_Required work_: Please format the lines below as a JSON list of strings, one string per line with blank lines omitted, beginning at the line that contains "of the weathered" and ending after the line that contains "Target: bright sky". Give only those records and leave the pictures out of your answer.

_Material shown_:
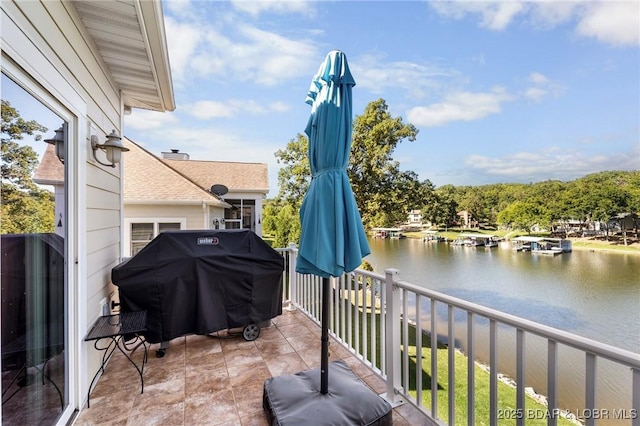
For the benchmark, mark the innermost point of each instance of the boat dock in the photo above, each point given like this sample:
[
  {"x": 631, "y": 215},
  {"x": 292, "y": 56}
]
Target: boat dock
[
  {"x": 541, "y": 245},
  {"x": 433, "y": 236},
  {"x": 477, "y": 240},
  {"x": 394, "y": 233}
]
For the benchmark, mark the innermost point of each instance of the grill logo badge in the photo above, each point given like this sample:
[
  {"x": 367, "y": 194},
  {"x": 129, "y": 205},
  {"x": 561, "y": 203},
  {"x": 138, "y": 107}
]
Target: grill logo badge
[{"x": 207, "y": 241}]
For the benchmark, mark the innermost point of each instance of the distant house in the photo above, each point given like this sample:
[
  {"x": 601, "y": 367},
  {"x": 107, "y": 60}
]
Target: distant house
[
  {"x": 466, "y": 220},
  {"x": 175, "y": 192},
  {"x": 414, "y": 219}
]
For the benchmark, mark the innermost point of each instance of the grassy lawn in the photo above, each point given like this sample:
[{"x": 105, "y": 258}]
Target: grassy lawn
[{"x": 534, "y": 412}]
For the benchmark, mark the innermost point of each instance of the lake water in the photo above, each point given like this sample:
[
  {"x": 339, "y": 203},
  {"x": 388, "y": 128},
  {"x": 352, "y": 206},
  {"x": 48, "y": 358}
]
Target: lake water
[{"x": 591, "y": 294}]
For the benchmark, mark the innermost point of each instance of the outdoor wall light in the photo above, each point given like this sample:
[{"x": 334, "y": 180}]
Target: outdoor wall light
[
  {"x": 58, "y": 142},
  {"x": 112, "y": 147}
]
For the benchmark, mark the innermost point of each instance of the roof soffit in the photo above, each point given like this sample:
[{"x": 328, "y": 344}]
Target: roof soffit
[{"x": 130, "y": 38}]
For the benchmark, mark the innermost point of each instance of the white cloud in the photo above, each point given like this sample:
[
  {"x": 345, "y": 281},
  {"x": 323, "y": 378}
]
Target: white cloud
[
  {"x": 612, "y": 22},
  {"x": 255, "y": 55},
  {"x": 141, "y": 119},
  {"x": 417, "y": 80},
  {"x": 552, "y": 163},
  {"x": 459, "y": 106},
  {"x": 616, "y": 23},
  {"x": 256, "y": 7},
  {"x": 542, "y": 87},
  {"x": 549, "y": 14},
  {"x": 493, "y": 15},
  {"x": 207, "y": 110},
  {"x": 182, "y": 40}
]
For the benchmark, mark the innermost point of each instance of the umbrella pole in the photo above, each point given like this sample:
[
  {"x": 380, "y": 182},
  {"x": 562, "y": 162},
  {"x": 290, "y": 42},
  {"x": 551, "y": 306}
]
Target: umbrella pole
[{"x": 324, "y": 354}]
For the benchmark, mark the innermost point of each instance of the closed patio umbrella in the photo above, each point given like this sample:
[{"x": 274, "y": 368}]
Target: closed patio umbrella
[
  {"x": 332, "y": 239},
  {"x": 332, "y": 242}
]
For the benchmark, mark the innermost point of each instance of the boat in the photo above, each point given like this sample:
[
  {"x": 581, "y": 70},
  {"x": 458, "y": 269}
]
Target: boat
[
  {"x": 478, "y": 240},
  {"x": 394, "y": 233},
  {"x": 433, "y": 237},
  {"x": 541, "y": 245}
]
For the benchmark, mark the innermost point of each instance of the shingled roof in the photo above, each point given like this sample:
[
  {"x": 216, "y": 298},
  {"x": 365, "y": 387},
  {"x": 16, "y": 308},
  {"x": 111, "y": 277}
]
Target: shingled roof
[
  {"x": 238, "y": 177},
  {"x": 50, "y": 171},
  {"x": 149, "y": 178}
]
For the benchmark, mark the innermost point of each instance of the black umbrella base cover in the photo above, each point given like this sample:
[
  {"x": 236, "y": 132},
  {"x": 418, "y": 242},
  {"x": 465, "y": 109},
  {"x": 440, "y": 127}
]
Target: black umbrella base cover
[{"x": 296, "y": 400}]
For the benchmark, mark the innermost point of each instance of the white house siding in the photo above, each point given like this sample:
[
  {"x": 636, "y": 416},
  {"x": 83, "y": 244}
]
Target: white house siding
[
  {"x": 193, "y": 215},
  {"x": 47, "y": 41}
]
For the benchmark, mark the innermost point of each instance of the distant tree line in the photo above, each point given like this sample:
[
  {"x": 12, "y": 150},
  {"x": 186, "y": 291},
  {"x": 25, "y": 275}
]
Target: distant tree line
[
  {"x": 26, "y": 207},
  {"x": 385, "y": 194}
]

--

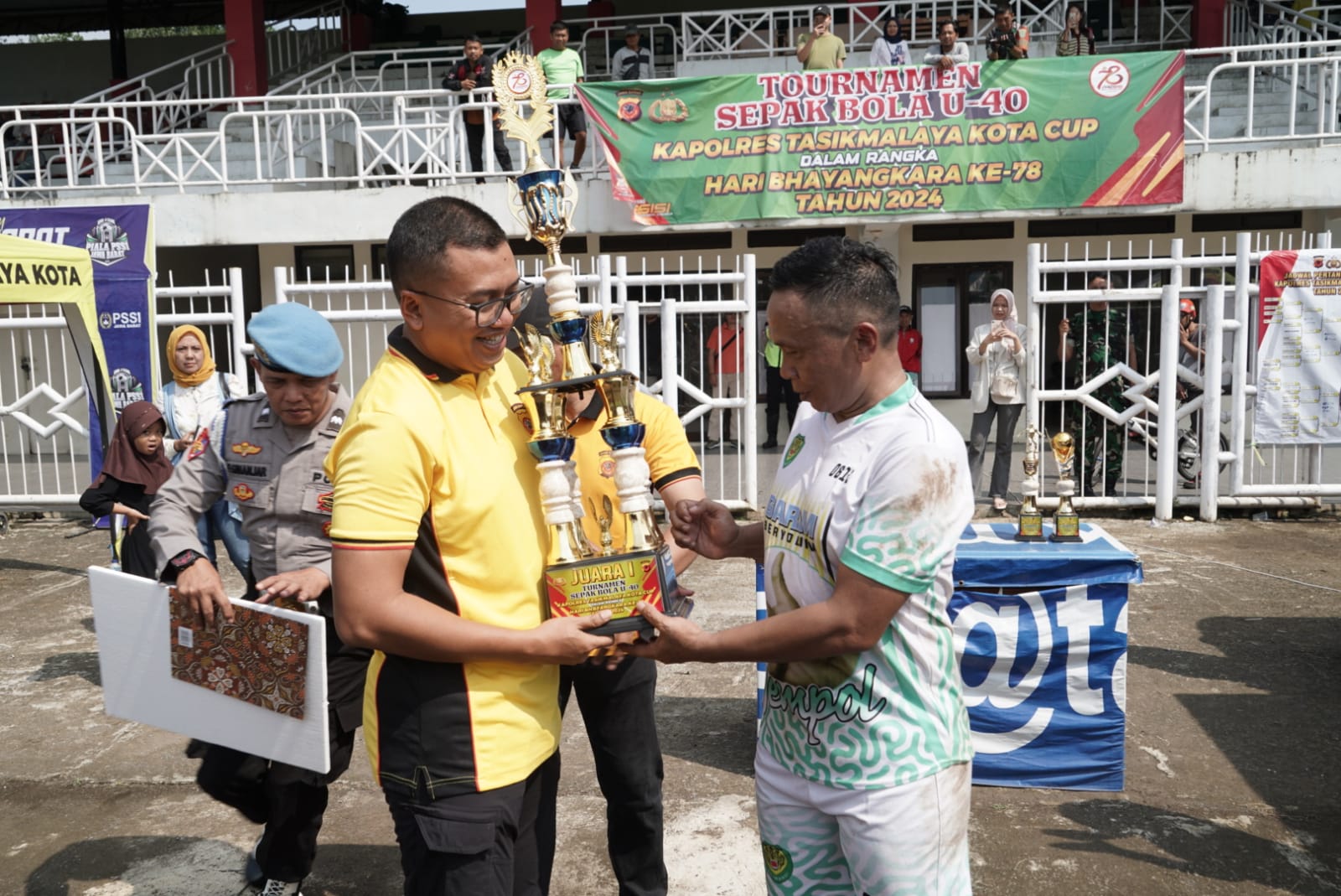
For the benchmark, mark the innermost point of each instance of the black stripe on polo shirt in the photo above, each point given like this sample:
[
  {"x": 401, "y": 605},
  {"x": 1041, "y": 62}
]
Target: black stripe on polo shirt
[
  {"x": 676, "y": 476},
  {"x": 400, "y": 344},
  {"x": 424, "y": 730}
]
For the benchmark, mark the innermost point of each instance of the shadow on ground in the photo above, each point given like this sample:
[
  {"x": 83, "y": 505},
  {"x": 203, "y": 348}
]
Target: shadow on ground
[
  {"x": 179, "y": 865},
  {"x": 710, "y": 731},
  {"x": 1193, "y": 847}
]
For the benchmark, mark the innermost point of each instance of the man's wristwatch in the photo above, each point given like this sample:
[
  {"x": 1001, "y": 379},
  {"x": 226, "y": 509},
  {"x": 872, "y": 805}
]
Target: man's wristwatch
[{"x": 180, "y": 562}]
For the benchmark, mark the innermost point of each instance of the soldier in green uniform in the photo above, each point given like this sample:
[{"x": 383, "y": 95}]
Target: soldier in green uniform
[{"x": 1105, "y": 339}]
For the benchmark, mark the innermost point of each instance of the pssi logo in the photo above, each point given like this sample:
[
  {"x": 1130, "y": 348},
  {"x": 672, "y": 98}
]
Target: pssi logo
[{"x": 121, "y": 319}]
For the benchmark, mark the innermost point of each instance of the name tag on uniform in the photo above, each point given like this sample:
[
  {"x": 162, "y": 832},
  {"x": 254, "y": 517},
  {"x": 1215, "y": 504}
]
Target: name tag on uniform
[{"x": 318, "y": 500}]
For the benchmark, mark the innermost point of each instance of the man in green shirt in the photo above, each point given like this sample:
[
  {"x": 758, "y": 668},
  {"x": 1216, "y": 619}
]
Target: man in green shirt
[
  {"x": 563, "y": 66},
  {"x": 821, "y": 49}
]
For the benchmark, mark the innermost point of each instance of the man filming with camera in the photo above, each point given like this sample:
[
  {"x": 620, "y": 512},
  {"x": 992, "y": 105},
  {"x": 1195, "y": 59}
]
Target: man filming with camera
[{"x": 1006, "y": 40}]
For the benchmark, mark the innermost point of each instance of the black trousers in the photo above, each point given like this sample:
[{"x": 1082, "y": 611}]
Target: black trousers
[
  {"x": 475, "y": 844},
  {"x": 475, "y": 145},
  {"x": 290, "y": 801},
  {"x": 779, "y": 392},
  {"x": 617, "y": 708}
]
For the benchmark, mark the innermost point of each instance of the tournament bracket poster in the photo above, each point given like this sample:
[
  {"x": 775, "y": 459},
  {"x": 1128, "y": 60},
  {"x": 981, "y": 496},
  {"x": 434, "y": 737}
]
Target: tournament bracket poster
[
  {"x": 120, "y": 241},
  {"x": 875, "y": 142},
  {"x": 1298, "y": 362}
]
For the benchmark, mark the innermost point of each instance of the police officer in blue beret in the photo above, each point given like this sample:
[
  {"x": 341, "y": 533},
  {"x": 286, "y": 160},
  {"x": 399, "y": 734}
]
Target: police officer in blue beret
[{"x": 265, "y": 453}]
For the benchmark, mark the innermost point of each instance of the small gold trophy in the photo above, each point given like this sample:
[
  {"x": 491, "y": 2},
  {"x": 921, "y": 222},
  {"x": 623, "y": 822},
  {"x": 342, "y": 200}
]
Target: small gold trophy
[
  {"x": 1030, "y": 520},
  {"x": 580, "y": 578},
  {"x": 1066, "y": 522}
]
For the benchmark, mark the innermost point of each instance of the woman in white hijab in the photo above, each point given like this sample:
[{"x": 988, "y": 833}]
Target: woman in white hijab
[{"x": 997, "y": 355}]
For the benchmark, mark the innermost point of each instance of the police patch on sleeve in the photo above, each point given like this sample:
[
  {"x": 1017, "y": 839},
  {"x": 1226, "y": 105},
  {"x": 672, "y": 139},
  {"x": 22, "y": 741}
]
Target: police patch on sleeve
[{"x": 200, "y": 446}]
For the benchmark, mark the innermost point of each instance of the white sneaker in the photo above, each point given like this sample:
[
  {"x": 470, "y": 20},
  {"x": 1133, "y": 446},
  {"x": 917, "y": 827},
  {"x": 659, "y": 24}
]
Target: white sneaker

==

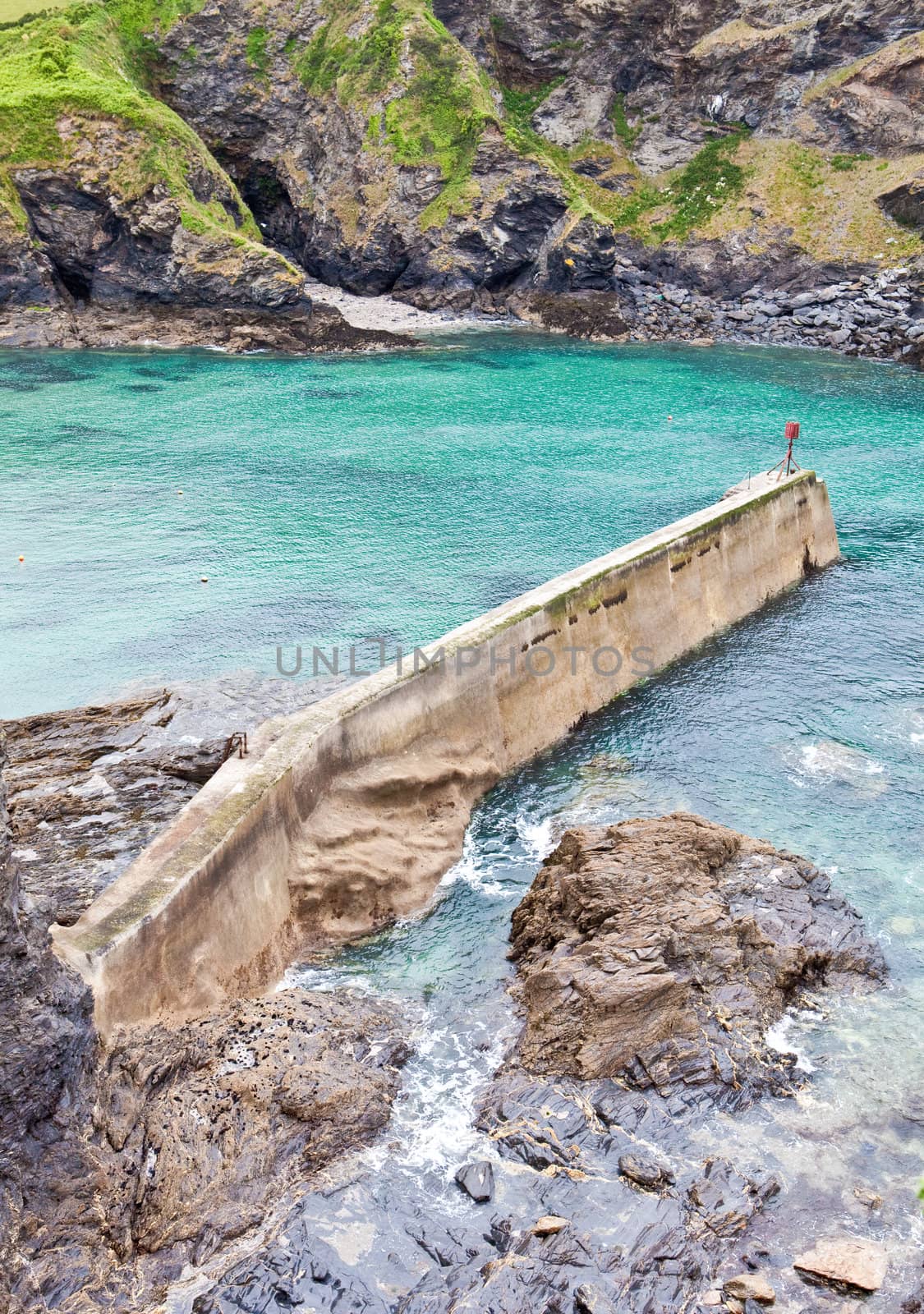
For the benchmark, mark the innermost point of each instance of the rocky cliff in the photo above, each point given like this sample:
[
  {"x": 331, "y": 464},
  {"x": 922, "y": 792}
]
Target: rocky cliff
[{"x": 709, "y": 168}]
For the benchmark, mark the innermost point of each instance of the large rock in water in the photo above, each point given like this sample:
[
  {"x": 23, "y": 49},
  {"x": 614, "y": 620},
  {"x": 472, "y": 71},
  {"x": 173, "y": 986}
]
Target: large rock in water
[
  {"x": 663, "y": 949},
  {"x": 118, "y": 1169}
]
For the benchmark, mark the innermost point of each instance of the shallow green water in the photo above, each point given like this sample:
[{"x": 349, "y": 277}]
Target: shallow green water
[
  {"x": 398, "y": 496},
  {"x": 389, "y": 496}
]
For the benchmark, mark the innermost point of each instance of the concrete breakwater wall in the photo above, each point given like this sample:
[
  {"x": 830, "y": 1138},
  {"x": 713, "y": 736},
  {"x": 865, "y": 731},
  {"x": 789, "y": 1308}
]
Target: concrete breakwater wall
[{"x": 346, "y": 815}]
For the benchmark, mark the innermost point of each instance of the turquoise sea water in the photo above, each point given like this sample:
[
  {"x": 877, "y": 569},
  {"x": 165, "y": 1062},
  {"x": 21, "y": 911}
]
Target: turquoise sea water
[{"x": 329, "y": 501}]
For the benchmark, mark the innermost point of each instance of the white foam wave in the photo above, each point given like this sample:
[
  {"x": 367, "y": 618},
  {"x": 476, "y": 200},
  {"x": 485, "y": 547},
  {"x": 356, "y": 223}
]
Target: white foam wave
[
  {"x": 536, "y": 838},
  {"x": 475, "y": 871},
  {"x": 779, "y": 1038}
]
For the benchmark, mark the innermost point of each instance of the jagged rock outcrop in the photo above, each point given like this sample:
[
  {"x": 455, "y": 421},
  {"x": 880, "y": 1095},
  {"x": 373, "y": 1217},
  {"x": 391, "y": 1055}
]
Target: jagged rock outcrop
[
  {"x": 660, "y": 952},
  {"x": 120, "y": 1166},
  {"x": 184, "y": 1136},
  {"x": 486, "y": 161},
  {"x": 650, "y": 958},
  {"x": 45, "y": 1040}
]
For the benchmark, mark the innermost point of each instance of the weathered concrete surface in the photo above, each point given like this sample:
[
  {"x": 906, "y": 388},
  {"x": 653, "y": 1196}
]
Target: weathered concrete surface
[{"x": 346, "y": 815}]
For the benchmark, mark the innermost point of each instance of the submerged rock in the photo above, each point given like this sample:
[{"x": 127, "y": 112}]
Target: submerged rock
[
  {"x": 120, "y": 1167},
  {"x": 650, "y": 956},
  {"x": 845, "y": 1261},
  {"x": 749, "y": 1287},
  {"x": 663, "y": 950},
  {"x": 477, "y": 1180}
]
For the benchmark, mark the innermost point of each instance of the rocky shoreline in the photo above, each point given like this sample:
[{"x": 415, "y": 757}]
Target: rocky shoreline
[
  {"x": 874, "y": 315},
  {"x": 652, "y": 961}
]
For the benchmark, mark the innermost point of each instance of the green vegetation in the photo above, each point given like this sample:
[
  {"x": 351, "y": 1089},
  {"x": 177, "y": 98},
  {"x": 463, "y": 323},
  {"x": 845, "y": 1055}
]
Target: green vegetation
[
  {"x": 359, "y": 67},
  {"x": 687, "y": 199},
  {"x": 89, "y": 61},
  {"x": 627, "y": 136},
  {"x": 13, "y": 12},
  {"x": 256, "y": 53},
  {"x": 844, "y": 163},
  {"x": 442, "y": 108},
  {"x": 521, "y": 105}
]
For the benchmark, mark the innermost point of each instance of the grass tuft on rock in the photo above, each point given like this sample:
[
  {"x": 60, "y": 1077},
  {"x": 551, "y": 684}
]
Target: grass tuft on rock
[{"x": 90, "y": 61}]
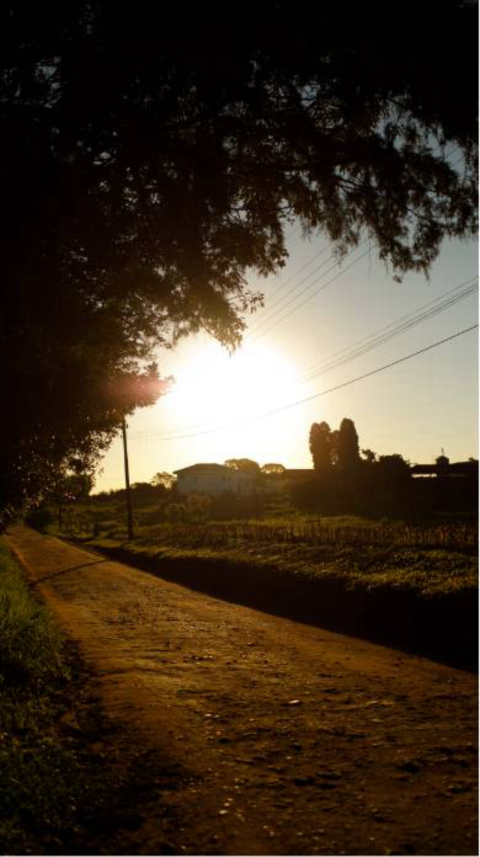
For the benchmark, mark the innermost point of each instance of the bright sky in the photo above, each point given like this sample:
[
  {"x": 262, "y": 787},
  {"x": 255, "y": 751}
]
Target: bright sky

_Solution to the exercise_:
[
  "For the benchmark, mark the innermost point of each instance of the weathered concrete surface in the photo above, each point given like this sample:",
  "[",
  "  {\"x\": 906, \"y\": 388},",
  "  {\"x\": 653, \"y\": 1196}",
  "]",
  "Target: weathered concrete surface",
  "[{\"x\": 346, \"y\": 815}]",
  "For the benchmark, mark the innermost point of each instance of the submerged rock in the photo above, each point given like this sample:",
  "[{\"x\": 127, \"y\": 112}]",
  "Target: submerged rock",
  "[",
  "  {\"x\": 120, \"y\": 1167},",
  "  {\"x\": 650, \"y\": 956},",
  "  {\"x\": 845, \"y\": 1261},",
  "  {\"x\": 749, \"y\": 1287},",
  "  {\"x\": 663, \"y\": 950},",
  "  {\"x\": 477, \"y\": 1180}",
  "]",
  "For the benchmark, mark the innermost point of each instance of the rocky shoreline in the photo above, each point given like this sample:",
  "[{\"x\": 415, \"y\": 757}]",
  "Target: rocky shoreline",
  "[",
  "  {\"x\": 874, \"y\": 315},",
  "  {\"x\": 652, \"y\": 961}",
  "]",
  "For the benchmark, mark the innermost point of each instance of the green vegetation in the photo above, each point given like this sample:",
  "[",
  "  {\"x\": 351, \"y\": 1089},",
  "  {\"x\": 177, \"y\": 98},",
  "  {\"x\": 463, \"y\": 323},",
  "  {\"x\": 845, \"y\": 1055}",
  "]",
  "Target: green vegetation",
  "[",
  "  {\"x\": 359, \"y\": 67},",
  "  {\"x\": 687, \"y\": 199},",
  "  {\"x\": 89, \"y\": 61},",
  "  {\"x\": 627, \"y\": 136},",
  "  {\"x\": 13, \"y\": 12},",
  "  {\"x\": 256, \"y\": 53},",
  "  {\"x\": 844, \"y\": 163},",
  "  {\"x\": 442, \"y\": 108},",
  "  {\"x\": 521, \"y\": 105}",
  "]",
  "For the benchmark, mark the innermost point of each instance of the grass tuft on rock in the photo above, each point given like this sample:",
  "[",
  "  {\"x\": 60, \"y\": 1077},",
  "  {\"x\": 551, \"y\": 684}",
  "]",
  "Target: grass tuft on rock",
  "[{\"x\": 90, \"y\": 61}]",
  "For the benchmark, mark the innermost point of each instance of the bright sky in the photo above, each point given like this sample:",
  "[",
  "  {\"x\": 262, \"y\": 787},",
  "  {\"x\": 255, \"y\": 751}",
  "]",
  "Target: bright sky"
]